# Requirements
a: Please list every pca953x device address that reports "failed reading register" in the forum thread about the board that won't boot.
b: Write the next part of the forum thread about the board that won't boot, picking up after its final reply.

— Begin Document extract —

Below is the console output, obviously it won't boot into yocto and is stuck until I restore the firmware ... thanks for the help!
microkernel built 11:24:08 Feb 5 2015
******* PSH loader *******
PCM page cache size = 192 KB
Cache Constraint = 0 Pages
Arming IPC driver ..
Adding page store pool ..
PagestoreAddr(IMR Start Address) = 0x04899000
pageStoreSize(IMR Size) = 0x00080000
*** Ready to receive application ***
U-Boot 2014.04 (Apr 29 2015 - 03:53:19)
DRAM: 980.6 MiB
MMC: tangier_sdhci: 0
Hit any key to stop autoboot: 0
Partitioning already done...
Flashing already done...
GADGET DRIVER: usb_dnl_dfu
5383904 bytes read in 133 ms (38.6 MiB/s)
Valid Boot Flag
Setup Size = 0x00003c00
Magic signature found
Using boot protocol version 2.0c
Linux kernel version 3.10.17-poky-edison+ (sys_dswci@tlsndgbuild004) # 1 SMP PREEMPT Wed Apr 29 03:54:01 CEST 2015
Building boot_params at 0x00090000
Loading bzImage at address 00100000 (5368544 bytes)
Magic signature found
Kernel command line: "root=PARTUUID=012b3303-34ac-284d-99b4-34e03a2335f4 rootfstype=ext4 console=ttyMFD2 earlyprintk=ttyMFD2,keep loglevel=4 systemd.unit=multi-user.target hardware_id=00 g_multi.iSerialNumber=fbfb587a17211b3cc3312b0c682ba577"
Starting kernel ...
[ 0.760318] pca953x 1-0020: failed reading register
[ 0.765532] pca953x 1-0021: failed reading register
[ 0.770630] pca953x 1-0022: failed reading register
[ 0.775747] pca953x 1-0023: failed reading register
[ 1.614815] snd_soc_sst_platform: Enter:sst_soc_probe
[ 2.018010] pmic_ccsm pmic_ccsm: Error reading battery profile from battid frmwrk
[ 2.026390] pmic_ccsm pmic_ccsm: Battery Over heat exception
[ 2.026475] pmic_ccsm pmic_ccsm: Battery0 temperature inside boundary
[ 2.040372] pmic_ccsm pmic_ccsm: Battery temperature zone changed
[ 2.046552] pmic_ccsm pmic_ccsm: Battery0 temperature inside boundary
You said that there are 5 boards with the same problem; do all the boards have the same configuration?
I would like to know more about the environment and configuration you are using.
1. How are you using the board? What kind of project do you have?
2. How are you powering the board?
3. Have you detected power problems like current peaks or others?
4. Which image are you using on the board? (run configure_edison --version)
5. Which expansion board are you using?
6. Is that the full log the board sends?
7. Are the boards getting hot?
Please let us know as much you can and all the information you think it could help us to identify the source of the problem
Sure thing -- here is some additional info:
1 - We have about a dozen of these units running, sort of testing some sensors and just saving the data. Its connected to the breakout board, then connected to the sparkfun i2c board. then a simple custom board with an ADC chip and some LEDs, and a li-ion battery.
2 - Powered through USB on the breakout board, which is left plugged in 24/7 but also has li-ion battery attached for power outages.
3 - I haven't tested the current draw in any real length of time, other than sporadic DMM tests, which tend to read max around ~370mA, avg ~110mA (using wifi)
4 - I believe we used this file to update the images that are loaded on these boards: edison-image-ww18-15, however its very possible we may have been using edison-image-ww05-15. When I run configure_edison --version on a unit that was flashed around the same time, it yields "146"
5 - see above, just the Intel breakout board
6 - yes, thats the full log through the FTDI port and then it hangs
7 - I haven't checked the board temperature. I could try to test at this point, however it would obviously be after the error / failure occured.

— End Document extract —
— Begin Available data —

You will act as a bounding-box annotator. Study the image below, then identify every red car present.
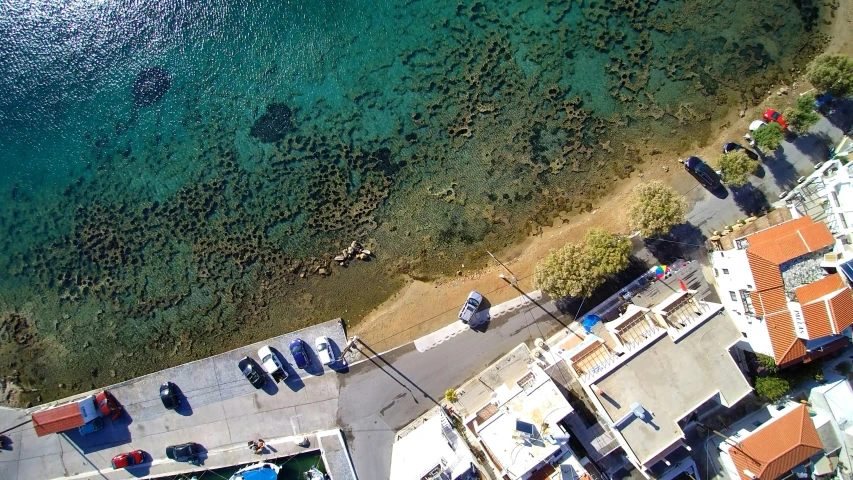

— End Available data —

# In response
a: 1-0020, 1-0021, 1-0022, 1-0023

b:
Thanks for any additional info you might have!
I suggest you to check the configuration you are using with the Edison (Edison + Breakout Board + SparkFun Board + Custom Board + Battery)
How are you using the battery? Are you manually controlling the functionality of the battery between work-mode and charge-mode?
There could be a problem in the way you are powering the board that may have caused the behavior you mentioned.
Also, you said that you are running a mix of software, python, java and nodejs; are you working or editing services in the board?
Are you just reading analog sensors with your board?
One way to check if the problem is with the hardware configuration or with the mix software that is running is:
Flash two modules with the same image, one with all the code you are using and the other one without it. Both modules with the same hardware configuration. Have you tried this?
I would like to know if you were able to recover the functionality of the board with the flashall script.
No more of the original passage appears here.